-------- Dataset records

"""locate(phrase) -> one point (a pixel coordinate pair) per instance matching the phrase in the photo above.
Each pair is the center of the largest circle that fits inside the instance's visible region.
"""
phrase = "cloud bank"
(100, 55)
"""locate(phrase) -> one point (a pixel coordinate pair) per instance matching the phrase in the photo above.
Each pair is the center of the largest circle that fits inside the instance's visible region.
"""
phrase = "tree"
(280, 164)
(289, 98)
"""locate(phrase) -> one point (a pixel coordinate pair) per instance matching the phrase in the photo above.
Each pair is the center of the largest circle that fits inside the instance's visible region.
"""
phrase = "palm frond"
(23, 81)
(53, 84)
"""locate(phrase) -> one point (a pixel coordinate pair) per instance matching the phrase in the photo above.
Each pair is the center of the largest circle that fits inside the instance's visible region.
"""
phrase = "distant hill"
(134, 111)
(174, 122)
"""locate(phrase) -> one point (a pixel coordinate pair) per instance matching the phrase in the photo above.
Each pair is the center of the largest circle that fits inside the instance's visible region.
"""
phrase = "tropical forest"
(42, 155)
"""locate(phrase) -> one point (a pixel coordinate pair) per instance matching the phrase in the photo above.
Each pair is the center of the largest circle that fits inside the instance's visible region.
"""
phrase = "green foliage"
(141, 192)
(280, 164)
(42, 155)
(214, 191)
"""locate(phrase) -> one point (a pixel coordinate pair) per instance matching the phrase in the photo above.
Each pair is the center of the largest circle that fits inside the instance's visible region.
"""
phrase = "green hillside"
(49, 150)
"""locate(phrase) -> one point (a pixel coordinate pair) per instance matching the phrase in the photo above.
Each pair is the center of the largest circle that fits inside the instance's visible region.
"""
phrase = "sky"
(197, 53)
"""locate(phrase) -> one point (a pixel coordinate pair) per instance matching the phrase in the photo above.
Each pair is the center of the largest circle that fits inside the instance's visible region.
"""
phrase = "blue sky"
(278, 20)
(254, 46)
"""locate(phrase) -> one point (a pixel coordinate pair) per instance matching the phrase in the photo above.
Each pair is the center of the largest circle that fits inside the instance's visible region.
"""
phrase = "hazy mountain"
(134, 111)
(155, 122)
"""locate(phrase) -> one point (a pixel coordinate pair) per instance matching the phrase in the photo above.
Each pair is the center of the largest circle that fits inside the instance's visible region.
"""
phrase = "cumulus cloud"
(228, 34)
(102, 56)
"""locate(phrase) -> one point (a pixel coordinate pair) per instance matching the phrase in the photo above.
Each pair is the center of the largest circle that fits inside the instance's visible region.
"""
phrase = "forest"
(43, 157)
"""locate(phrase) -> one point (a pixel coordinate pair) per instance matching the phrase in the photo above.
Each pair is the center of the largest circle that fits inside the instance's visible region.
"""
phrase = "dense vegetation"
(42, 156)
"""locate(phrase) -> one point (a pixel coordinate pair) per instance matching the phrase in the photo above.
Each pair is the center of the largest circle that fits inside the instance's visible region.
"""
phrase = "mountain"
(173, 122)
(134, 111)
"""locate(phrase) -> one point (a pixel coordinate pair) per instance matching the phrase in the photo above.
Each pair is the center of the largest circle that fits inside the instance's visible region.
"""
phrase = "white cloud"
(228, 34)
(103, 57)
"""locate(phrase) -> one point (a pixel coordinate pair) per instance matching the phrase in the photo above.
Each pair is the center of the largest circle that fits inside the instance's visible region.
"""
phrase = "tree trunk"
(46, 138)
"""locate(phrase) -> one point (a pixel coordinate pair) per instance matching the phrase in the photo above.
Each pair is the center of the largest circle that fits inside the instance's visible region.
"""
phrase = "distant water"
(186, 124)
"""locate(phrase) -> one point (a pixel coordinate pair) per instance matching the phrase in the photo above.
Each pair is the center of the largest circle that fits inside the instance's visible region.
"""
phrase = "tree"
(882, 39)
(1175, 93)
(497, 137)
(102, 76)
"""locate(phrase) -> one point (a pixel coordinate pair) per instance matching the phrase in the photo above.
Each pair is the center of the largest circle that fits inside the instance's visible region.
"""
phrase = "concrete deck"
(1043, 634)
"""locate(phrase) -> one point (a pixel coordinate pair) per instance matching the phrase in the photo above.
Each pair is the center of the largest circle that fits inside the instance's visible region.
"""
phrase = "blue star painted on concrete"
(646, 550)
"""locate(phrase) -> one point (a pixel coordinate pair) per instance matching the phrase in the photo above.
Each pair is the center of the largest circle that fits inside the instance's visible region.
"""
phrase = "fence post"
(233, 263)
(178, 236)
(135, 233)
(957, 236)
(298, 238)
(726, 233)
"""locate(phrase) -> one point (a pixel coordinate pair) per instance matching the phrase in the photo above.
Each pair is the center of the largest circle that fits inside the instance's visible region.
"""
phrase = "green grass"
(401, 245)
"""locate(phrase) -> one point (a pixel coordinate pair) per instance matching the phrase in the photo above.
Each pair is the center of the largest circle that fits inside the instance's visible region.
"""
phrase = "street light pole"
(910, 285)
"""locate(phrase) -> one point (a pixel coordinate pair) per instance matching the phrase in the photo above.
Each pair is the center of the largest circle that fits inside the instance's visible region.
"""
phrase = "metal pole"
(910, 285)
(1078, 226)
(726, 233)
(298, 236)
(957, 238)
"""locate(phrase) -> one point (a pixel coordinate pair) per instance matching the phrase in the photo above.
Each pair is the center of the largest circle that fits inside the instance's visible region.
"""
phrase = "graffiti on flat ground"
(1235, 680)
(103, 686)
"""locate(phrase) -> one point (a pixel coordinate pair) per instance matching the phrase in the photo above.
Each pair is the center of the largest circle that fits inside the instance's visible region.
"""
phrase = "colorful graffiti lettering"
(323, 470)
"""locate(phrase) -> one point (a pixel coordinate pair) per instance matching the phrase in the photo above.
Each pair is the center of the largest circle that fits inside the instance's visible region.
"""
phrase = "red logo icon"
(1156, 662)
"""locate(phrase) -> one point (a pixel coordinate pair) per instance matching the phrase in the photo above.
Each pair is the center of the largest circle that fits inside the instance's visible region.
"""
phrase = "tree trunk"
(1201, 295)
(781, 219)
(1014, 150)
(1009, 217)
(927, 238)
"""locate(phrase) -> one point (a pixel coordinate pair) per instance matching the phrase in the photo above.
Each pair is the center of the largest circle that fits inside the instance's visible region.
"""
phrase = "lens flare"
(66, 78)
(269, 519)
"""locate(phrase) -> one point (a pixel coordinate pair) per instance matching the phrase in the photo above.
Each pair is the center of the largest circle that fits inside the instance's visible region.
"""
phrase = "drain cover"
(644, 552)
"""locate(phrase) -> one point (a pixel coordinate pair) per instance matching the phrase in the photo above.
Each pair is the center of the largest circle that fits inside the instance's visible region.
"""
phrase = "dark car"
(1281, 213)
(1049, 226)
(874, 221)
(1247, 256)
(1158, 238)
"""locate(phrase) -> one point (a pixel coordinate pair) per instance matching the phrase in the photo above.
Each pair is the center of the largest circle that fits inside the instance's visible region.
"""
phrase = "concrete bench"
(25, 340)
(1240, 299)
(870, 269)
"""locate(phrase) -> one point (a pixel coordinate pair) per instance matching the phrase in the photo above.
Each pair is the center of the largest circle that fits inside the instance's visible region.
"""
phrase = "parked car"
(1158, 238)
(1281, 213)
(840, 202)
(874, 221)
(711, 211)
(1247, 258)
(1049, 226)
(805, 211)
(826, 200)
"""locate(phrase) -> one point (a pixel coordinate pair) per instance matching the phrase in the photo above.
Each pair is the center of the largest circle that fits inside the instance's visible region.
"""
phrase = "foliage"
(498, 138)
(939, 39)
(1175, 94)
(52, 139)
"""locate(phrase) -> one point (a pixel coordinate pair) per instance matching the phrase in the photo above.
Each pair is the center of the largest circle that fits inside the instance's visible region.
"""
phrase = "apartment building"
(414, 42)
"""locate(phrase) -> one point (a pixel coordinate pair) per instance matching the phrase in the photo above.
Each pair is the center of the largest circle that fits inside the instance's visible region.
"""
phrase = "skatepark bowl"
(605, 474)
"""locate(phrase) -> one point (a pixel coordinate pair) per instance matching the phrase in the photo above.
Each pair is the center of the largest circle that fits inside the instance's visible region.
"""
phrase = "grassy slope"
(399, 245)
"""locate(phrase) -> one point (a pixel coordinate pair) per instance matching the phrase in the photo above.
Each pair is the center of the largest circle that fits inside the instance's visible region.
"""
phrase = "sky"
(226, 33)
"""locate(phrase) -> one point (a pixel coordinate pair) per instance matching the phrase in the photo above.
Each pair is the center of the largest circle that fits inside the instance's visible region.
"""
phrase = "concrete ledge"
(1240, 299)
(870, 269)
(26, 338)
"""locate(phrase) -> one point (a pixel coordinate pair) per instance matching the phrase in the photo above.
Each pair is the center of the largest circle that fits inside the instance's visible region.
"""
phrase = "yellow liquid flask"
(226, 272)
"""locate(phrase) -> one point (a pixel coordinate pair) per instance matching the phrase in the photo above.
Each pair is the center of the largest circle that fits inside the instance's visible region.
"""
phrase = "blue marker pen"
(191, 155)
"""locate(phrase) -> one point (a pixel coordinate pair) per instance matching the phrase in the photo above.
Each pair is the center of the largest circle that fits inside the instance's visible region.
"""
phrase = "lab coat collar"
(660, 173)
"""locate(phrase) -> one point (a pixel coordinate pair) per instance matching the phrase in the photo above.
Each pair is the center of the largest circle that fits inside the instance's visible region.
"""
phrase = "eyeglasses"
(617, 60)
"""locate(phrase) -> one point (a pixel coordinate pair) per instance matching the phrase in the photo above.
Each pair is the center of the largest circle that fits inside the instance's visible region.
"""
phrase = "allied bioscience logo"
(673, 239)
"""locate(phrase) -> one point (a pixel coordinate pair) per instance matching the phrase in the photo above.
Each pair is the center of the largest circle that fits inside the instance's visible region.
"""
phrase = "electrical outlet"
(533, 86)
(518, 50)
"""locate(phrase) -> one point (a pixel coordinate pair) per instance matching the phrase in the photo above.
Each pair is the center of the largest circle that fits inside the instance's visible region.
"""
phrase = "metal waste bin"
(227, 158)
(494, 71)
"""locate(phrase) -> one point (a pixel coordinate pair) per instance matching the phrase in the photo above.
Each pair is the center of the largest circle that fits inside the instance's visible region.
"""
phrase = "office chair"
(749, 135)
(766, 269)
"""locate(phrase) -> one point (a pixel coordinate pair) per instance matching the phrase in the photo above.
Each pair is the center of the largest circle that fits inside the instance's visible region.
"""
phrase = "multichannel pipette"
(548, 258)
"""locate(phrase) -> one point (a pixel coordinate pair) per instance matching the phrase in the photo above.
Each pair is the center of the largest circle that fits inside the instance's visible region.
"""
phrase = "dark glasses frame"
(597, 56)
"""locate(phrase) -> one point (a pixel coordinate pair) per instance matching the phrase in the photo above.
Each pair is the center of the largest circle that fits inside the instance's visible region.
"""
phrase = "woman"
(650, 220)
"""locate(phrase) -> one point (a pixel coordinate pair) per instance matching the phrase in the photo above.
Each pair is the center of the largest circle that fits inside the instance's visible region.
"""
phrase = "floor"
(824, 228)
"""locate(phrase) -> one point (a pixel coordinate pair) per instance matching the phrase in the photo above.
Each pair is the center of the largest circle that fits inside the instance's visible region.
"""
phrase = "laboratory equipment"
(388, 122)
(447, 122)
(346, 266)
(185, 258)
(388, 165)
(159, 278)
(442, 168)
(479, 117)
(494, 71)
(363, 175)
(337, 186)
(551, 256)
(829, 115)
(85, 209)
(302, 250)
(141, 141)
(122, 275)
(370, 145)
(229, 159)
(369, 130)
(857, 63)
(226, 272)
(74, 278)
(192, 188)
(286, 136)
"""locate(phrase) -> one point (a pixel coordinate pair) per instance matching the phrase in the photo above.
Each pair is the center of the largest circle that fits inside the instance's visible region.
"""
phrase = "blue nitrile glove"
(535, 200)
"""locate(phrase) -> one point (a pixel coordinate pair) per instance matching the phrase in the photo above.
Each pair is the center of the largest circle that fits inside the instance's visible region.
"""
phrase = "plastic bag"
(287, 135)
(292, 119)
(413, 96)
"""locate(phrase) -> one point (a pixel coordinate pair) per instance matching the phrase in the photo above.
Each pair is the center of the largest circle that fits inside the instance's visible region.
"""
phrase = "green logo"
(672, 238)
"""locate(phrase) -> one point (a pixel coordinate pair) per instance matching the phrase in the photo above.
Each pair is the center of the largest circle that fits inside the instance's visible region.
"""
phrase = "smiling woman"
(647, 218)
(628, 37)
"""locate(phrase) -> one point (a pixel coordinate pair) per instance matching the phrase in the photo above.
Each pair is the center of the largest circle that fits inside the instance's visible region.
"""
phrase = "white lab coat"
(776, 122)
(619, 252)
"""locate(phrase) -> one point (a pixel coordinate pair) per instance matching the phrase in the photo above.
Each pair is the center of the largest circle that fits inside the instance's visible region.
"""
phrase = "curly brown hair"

----------------

To do:
Please filter the records above and copy every line that holds the string "coat", matching case exactly.

Worked solution:
phrase = "lab coat collar"
phrase = "white lab coat"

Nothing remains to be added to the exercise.